There is no safe exposure to ionizing radiation — the alpha, beta, and gamma and X-rays given off by radioactive materials used in medicine, the military, industry, and nuclear power. The US National Academy of Sciences’ 7th book-length study on the biological effects of ionizing radiation, BEIR-VII, declared that any exposure, regardless of how small, may cause the induction of cancer, birth abnormalities, and/or other diseases. And every US government agency that regulates industrial releases or the medical uses of radiation makes the same warning, based on BEIR-VII.

Today the nuclear military-industrial-medical complex is merely required to keep radiation exposures “As Low As Reasonably Achievable.” I didn’t make that up. This uber-vague, tragi-comic standard is not a medical or scientific concept. It is however the formal admission that radiation’s producers cannot keep worker or public exposures to a level that is safe — that is to zero.

Exposure standards have been established at the convenience of the vast radiation complex, not by medical doctors or health physicists. During the Cold War arms race, the late Dr. Rosalie Bertell reported in her groundbreaking book No Immediate Danger, “[T]he people with the highest vested interest are the ones that are making the nuclear bombs. And it turns out they have complete control over setting the permissible [radiation exposure] levels. If you were to fix radiation limits at levels that were really protective of human health, you couldn’t get anybody to make bombs.” These corrupt old limits are still mostly in effect today.

What the government has declared an “allowable” dose of ionizing radiation has steadily and dramatically decreased over the years — as science has come to better understand the toxic, cancer-causing, mutagenic, and teratogenic properties of even low doses.

In the 1920s, the government set the allowable radiation dose for nuclear industry workers at 75 “rem” per year. In 1936 the limit was reduced to 50 rem-per-year; then 20-to-25 in 1948; 15 in 1954, and finally down to five rem-per-year in 1958. This legal dose limit for radiation industry workers is still in effect — in spite of the fact that the International Commission on Radiation Protection recommended in 1990 that these doses be dramatically reduced (again), from 5-rem, to 2-rem-per-year.

The US just halted its hapless, industry-opposed, 27-year effort to adopt this precautionary standard. (See last week’s column.) Amazingly, the Nuclear Regulatory Commission (NRC) admitted in the Federal Register that implementing the improvement would be too costly, bowing to industry’s lobby efforts rather than adopt a public health standard the rest of the world embraced decades ago.

The general public is officially allowed to be exposed to one-50th of a nuclear industry workers’ radiation dose per year, or 0.1 rem (100 millirem) over a 70-year lifespan. According to research by the Nuclear Information and Resource Service, this allowable, 100 millirem public dose, set by the NRC, imposes a “one of 286” cancer fatality risk standard. That is, fatal cancer given “accidentally” to one out of every 286 people is considered “acceptable,” “permissible” and “allowable” by the federal government. You could call this a license to kill. BEIR-VII found that “radiation at this level to women results in one fatal cancer in every 201 women” — acknowledging that a given radiation dose is far more dangerous for women than for men, and, by extension, that women’s lives mean less to Uncle Sam than men’s.

The use of radiation in medicine at least involves the patient’s informed consent regarding the risks. And industry workers can be said to voluntarily accept the risks of workplace radiation exposures. But the public’s involuntary and unbeknownst radiation exposures — via the government’s and industry’s deliberate (and often secret, or misreported, or unregulated, or covered-up) venting, leaking and haphazard dispersal of radioactive gases, liquids and solid wastes — are adding to cancer statistics that grow worse every year. Radioactive emissions from operating reactors, waste fuel pools, fuel and isotope fabrication facilities, unregulated landfills, waste transports, etc., are avoidable, because the industry can be retired, nuclear weapons abolished, and waste sites cleaned up. Call that a national security objective worthy of the military budget.
━━━━━━━━━━━━━━━━
Task details -> According to the radiation article, in what year was the allowable dose for nuclear industry workers lowered to five rem per year? Please answer in a few words. The rows that come next are from a separate source, unrelated to the radiation article.
━━━━━━━━━━━━━━━━
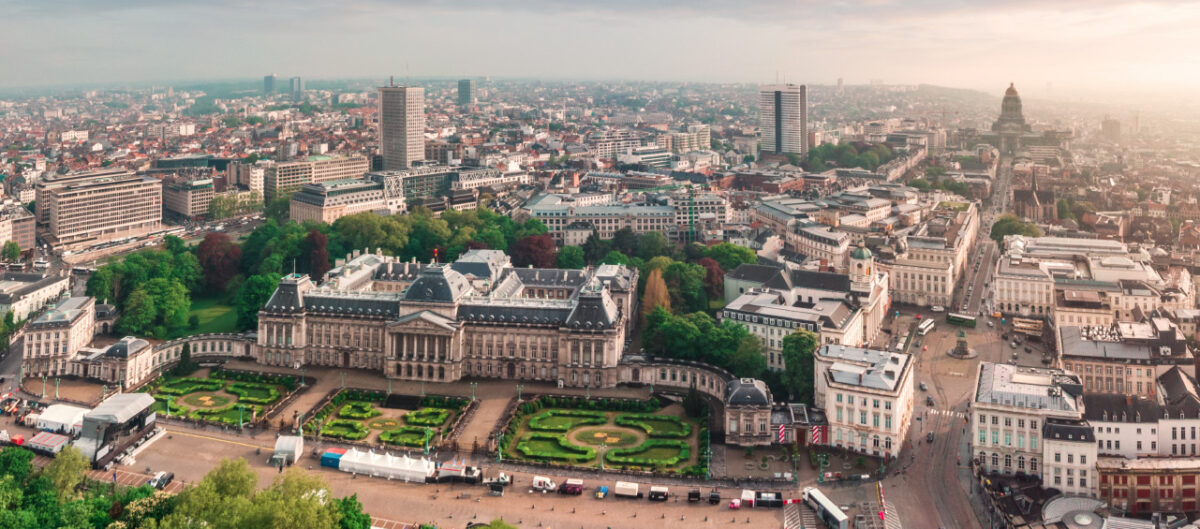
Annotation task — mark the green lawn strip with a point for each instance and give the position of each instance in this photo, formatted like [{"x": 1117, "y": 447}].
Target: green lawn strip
[
  {"x": 343, "y": 428},
  {"x": 654, "y": 452},
  {"x": 553, "y": 446},
  {"x": 563, "y": 420},
  {"x": 408, "y": 436},
  {"x": 185, "y": 385},
  {"x": 429, "y": 416},
  {"x": 659, "y": 426},
  {"x": 214, "y": 317},
  {"x": 358, "y": 409}
]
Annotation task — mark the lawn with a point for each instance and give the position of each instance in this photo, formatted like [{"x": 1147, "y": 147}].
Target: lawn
[{"x": 214, "y": 316}]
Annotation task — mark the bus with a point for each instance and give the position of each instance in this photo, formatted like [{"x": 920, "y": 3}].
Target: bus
[
  {"x": 961, "y": 320},
  {"x": 925, "y": 326},
  {"x": 826, "y": 510}
]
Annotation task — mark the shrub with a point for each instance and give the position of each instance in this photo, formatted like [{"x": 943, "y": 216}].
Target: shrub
[
  {"x": 427, "y": 416},
  {"x": 562, "y": 420},
  {"x": 408, "y": 436},
  {"x": 635, "y": 456},
  {"x": 357, "y": 409},
  {"x": 185, "y": 385},
  {"x": 253, "y": 392},
  {"x": 559, "y": 449},
  {"x": 664, "y": 426},
  {"x": 345, "y": 430}
]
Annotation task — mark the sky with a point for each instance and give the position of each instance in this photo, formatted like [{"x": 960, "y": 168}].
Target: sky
[{"x": 1053, "y": 47}]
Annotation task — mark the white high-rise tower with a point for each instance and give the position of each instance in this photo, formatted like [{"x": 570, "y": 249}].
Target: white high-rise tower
[
  {"x": 784, "y": 119},
  {"x": 401, "y": 126}
]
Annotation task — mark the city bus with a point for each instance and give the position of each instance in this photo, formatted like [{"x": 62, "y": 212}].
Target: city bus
[
  {"x": 826, "y": 510},
  {"x": 961, "y": 320},
  {"x": 925, "y": 326}
]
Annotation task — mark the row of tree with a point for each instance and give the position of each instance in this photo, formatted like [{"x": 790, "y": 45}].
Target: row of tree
[{"x": 61, "y": 497}]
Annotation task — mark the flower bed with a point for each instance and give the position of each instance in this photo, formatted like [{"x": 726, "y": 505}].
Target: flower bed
[
  {"x": 253, "y": 392},
  {"x": 563, "y": 420},
  {"x": 654, "y": 452},
  {"x": 427, "y": 416},
  {"x": 553, "y": 446},
  {"x": 345, "y": 430},
  {"x": 185, "y": 385},
  {"x": 408, "y": 436},
  {"x": 661, "y": 426},
  {"x": 358, "y": 409}
]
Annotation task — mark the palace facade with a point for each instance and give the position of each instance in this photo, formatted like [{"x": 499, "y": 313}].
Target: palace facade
[{"x": 477, "y": 317}]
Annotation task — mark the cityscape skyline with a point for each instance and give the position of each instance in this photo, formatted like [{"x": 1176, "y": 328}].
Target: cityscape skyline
[{"x": 975, "y": 47}]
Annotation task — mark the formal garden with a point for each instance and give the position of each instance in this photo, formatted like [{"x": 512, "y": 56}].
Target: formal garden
[
  {"x": 359, "y": 416},
  {"x": 227, "y": 397},
  {"x": 611, "y": 433}
]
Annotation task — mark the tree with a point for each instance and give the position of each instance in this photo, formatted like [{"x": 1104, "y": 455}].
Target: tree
[
  {"x": 1065, "y": 210},
  {"x": 219, "y": 257},
  {"x": 318, "y": 254},
  {"x": 253, "y": 294},
  {"x": 798, "y": 370},
  {"x": 279, "y": 209},
  {"x": 1011, "y": 224},
  {"x": 11, "y": 251},
  {"x": 714, "y": 277},
  {"x": 651, "y": 245},
  {"x": 67, "y": 472},
  {"x": 17, "y": 462},
  {"x": 139, "y": 313},
  {"x": 538, "y": 251},
  {"x": 624, "y": 240},
  {"x": 655, "y": 294},
  {"x": 570, "y": 257},
  {"x": 730, "y": 256},
  {"x": 352, "y": 514},
  {"x": 595, "y": 248}
]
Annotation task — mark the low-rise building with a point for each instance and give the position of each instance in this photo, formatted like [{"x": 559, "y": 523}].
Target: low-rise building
[{"x": 867, "y": 396}]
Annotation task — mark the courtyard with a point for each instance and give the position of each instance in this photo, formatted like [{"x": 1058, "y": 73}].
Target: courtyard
[{"x": 609, "y": 433}]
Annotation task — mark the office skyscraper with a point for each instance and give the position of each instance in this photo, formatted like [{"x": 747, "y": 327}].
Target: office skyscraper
[
  {"x": 784, "y": 115},
  {"x": 297, "y": 88},
  {"x": 401, "y": 126},
  {"x": 466, "y": 92}
]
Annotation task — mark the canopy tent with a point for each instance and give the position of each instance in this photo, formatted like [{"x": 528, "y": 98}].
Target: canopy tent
[{"x": 387, "y": 466}]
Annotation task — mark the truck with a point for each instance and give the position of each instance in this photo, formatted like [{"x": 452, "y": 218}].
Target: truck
[
  {"x": 625, "y": 490},
  {"x": 573, "y": 487},
  {"x": 659, "y": 493},
  {"x": 543, "y": 484}
]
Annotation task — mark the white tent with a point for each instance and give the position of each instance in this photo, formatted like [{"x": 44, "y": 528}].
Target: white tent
[
  {"x": 387, "y": 466},
  {"x": 61, "y": 419}
]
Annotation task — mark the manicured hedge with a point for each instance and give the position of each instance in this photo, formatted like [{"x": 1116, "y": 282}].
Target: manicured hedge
[
  {"x": 181, "y": 386},
  {"x": 250, "y": 392},
  {"x": 357, "y": 409},
  {"x": 576, "y": 418},
  {"x": 345, "y": 430},
  {"x": 427, "y": 416},
  {"x": 454, "y": 403},
  {"x": 681, "y": 428},
  {"x": 564, "y": 449},
  {"x": 630, "y": 456},
  {"x": 408, "y": 436},
  {"x": 286, "y": 380}
]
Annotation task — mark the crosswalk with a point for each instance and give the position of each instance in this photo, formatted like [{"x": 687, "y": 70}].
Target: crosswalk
[{"x": 947, "y": 413}]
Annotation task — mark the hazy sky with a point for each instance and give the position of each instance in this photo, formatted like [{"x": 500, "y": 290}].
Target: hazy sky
[{"x": 1093, "y": 44}]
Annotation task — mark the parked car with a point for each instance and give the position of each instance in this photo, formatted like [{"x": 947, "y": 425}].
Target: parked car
[{"x": 161, "y": 480}]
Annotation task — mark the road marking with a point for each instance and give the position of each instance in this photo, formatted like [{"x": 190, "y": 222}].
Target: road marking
[{"x": 175, "y": 432}]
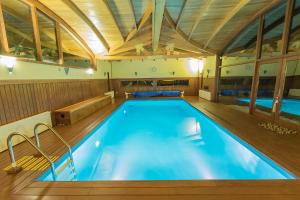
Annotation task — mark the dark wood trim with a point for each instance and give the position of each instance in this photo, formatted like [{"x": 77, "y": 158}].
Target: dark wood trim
[
  {"x": 237, "y": 64},
  {"x": 287, "y": 24},
  {"x": 3, "y": 35},
  {"x": 59, "y": 44},
  {"x": 36, "y": 34},
  {"x": 215, "y": 95},
  {"x": 255, "y": 80},
  {"x": 280, "y": 80}
]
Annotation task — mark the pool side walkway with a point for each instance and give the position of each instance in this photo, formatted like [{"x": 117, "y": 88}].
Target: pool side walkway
[{"x": 283, "y": 149}]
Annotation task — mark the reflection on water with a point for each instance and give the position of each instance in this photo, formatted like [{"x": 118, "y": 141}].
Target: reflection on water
[{"x": 166, "y": 140}]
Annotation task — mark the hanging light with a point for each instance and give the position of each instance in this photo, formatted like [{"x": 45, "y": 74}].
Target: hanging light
[{"x": 8, "y": 62}]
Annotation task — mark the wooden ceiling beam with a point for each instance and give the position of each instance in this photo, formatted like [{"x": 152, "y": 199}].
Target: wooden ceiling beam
[
  {"x": 132, "y": 13},
  {"x": 142, "y": 22},
  {"x": 184, "y": 36},
  {"x": 36, "y": 34},
  {"x": 227, "y": 18},
  {"x": 3, "y": 35},
  {"x": 78, "y": 11},
  {"x": 201, "y": 12},
  {"x": 65, "y": 25},
  {"x": 180, "y": 14},
  {"x": 142, "y": 57},
  {"x": 59, "y": 44},
  {"x": 143, "y": 39},
  {"x": 247, "y": 22},
  {"x": 157, "y": 18},
  {"x": 113, "y": 19}
]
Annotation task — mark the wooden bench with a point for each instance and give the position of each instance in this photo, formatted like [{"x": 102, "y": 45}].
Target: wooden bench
[{"x": 73, "y": 113}]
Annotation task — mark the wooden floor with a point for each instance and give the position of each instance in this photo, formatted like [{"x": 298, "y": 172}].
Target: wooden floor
[{"x": 285, "y": 150}]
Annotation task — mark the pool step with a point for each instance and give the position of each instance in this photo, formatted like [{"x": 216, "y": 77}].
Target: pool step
[
  {"x": 32, "y": 163},
  {"x": 68, "y": 164}
]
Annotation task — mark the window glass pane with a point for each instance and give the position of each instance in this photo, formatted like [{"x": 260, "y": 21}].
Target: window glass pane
[
  {"x": 244, "y": 47},
  {"x": 266, "y": 87},
  {"x": 18, "y": 24},
  {"x": 48, "y": 38},
  {"x": 290, "y": 107},
  {"x": 74, "y": 54},
  {"x": 294, "y": 39},
  {"x": 272, "y": 32},
  {"x": 235, "y": 86}
]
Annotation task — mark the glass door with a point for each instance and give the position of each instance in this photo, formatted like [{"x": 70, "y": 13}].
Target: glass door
[
  {"x": 267, "y": 93},
  {"x": 289, "y": 109}
]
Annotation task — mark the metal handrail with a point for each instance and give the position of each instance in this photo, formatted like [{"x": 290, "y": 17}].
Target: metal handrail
[
  {"x": 36, "y": 135},
  {"x": 12, "y": 155}
]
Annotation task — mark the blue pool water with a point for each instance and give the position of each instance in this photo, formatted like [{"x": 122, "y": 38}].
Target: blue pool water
[
  {"x": 291, "y": 106},
  {"x": 164, "y": 140}
]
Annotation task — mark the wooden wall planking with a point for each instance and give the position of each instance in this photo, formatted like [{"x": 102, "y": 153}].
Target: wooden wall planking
[
  {"x": 24, "y": 98},
  {"x": 190, "y": 90}
]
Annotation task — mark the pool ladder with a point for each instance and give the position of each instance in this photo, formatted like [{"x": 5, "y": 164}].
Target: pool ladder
━━━━━━━━━━━━━━━━
Result -> In 1958.